Consigne
Reprenez le texte sur les grands esprits scientifiques méconnus et poursuivez-le à partir de sa dernière phrase.

Extrait du texte
_ _ _ _ _ _ _
Grand esprit, es-tu là ? (première)

Grand esprit, es-tu là ? (première)

Bon, Stephen Hawking est mort. Un gars qui a théorisé que les trous noirs, des objets qu’on ne peut pas observer (y’a rien à voir), s’évaporaient et finissaient par disparaître (y’a plus rien à voir). Ce que nous sommes à deux doigts de considérer comme une belle arnaque, parce que des démonstrations de ce genre on peut vous en faire à la douzaine. C’est sans doute pourquoi nous ne sommes pas profs à Cambridge. Le tout en contredisant la médecine pendant une bonne cinquantaine d’années, puisqu’il ne devait pas dépasser 25 ans et qu’il est décédé à 76 ans. Et pourtant la communauté scientifique est toute triste. La science, c’est difficile à comprendre.

Plus sérieusement, Hawking était devenu une des principales figures scientifiques vivantes, sinon la principale. LE savant. Et il est probable qu’il le serait devenu même sans parler comme un GPS bon marché. La juste récompense de travaux majeurs dans son domaine, et somme toute une notoriété tout à fait méritée.

Malheureusement, tous les esprits brillants n’ont pas bénéficié de la même reconnaissance. Certains n’ont pas eu la possibilité de mener leurs travaux, ou ont été sévèrement critiqués, quand ils n’ont pas été mis au ban de leurs disciplines. Même lorsque leurs contributions ont permis des avancées considérables, voire ont ouvert de nouveaux domaines. Comme les six remarquables individus que nous allons vous présenter à partir d’aujourd’hui (c’est la première promo, y’en aura d’autres).

(spoiler alert : aussi surprenant que cela puisse paraître, beaucoup de ces grands esprits ignorés portaient des jupons)

Alfred Wegener, un homme à la dérive

Il pense sans doute à des trucs qui s’emboîtent.

Alfred Lothar Wegener est né en 1880 à Berlin. Nous n’avons pas de détail sur son enfance, mais il est vraisemblable qu’il a passé beaucoup de temps sur des puzzles, comme le montrera la suite. Il ne néglige pas ses études pour autant, et obtient en 1904 un doctorat d’astronomie de l’université de Berlin. En vertu de quoi il s’intéresse à…la météorologie. Alfred est du genre à s’intéresser à plein de sujets. Il est le premier à utiliser des ballons pour étudier les mouvements d’air. Avec son frère Kurt, il établit un record mondial en volant 52 heures dans un ballon (52 plombes dans un ballon…nous n’avons pas conscience à quel point on se faisait chier avant Internet). Il se prend également d’une passion pour le Groenland, et y mène plusieurs expéditions pour étudier le temps. Il en conclut que le temps passe super-lentement quand on est dans une station de recherche au Groenland. Non, pardon, il y étudie le temps au sens météo.
_ _ _ _ _ _ _
Extraits des lignes
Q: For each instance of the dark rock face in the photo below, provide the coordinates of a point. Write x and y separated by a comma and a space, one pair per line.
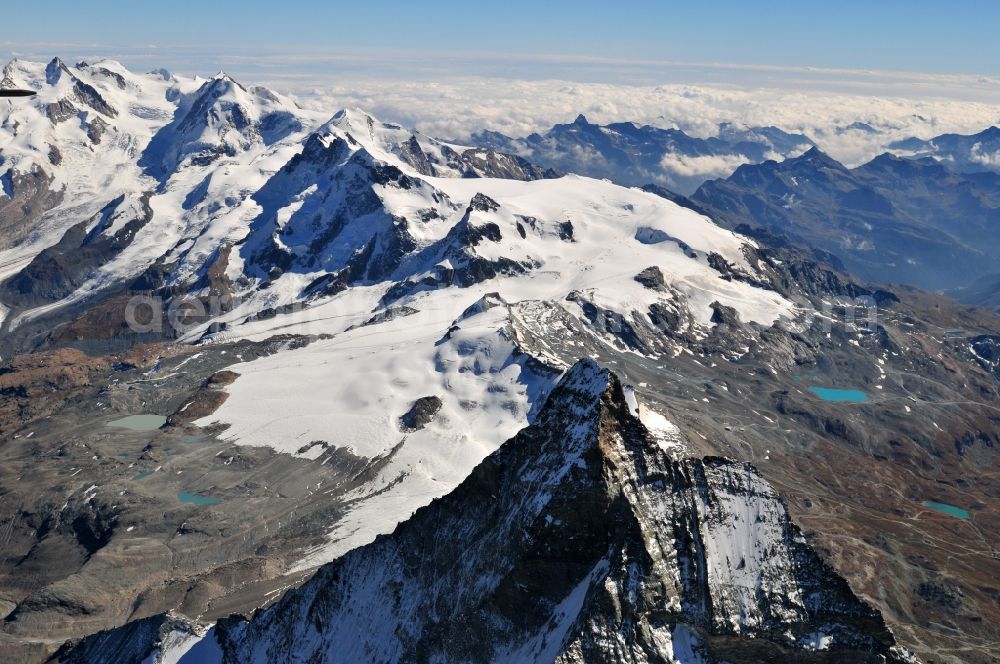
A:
60, 269
651, 278
891, 220
635, 155
420, 414
964, 153
579, 540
_ _ _ _ _ _ _
Résultat obtenu
Un jour qu’il regardait une carte, Wegener se dit que les contours des continents, en particulier l’Afrique et l’Amérique du sud, semblent vraiment fait pour s’emboîter les uns dans les autres, comme des pièces de puzzle. De fait, il n’est pas le premier à faire ce constat, des explorateurs et cartographes l’ont déjà remarqué, dès le XVIIème siècle.

Mais Alfred ne s’arrête pas là. Il se rend également compte que des zones côtières séparées de plusieurs milliers de kilomètres présentent des similarités rocheuses et sédimentaires. De la même façon, elles contiennent des fossiles semblables (y compris des restes d’espèces tropicales dans des zones qui ne connaissent pas du tout des climats de ce type). Autant d’éléments qui le conduisent en 1912 à postuler que les continents étaient autrefois rassemblés dans une seule et même masse terrestre, et qu’ils dérivent en s’éloignant depuis. Il en tire un livre publié en 1915, L’origine des continents et océans.

Evidemment, nous connaissons la suite de l’histoire. Wegener avait raison, en vertu de quoi sa théorie reçoit un accueil triomphal. Ah ah, pas du tout. Il est vertement critiqué, pour partie parce qu’il n’est pas en mesure d’expliquer la cause de cette dérive (il imagine les continents comme de gigantesques brise-glaces traçant leur route à travers la surface terrestre, propulsés par la force centrifuge de la planète). Ce qui n’invalide cependant pas le constat. On lui reproche aussi, et peut-être surtout, d’être un météorologue qui veut s’occuper de géophysique, donc qui ne sait pas de quoi il parle et ferait mieux de se taire.

Cela dit faut bien admettre qu’à l’inverse, quand des géophysiciens parlent de climat, c’est n’importe quoi.

Sachant qu’à l’époque les géologues expliquent la présence de fossiles similaires sur les côtes de continents éloignés par l’existence de « ponts continentaux », qui auraient disparu depuis en raison de l’érosion ou de la montée des eaux.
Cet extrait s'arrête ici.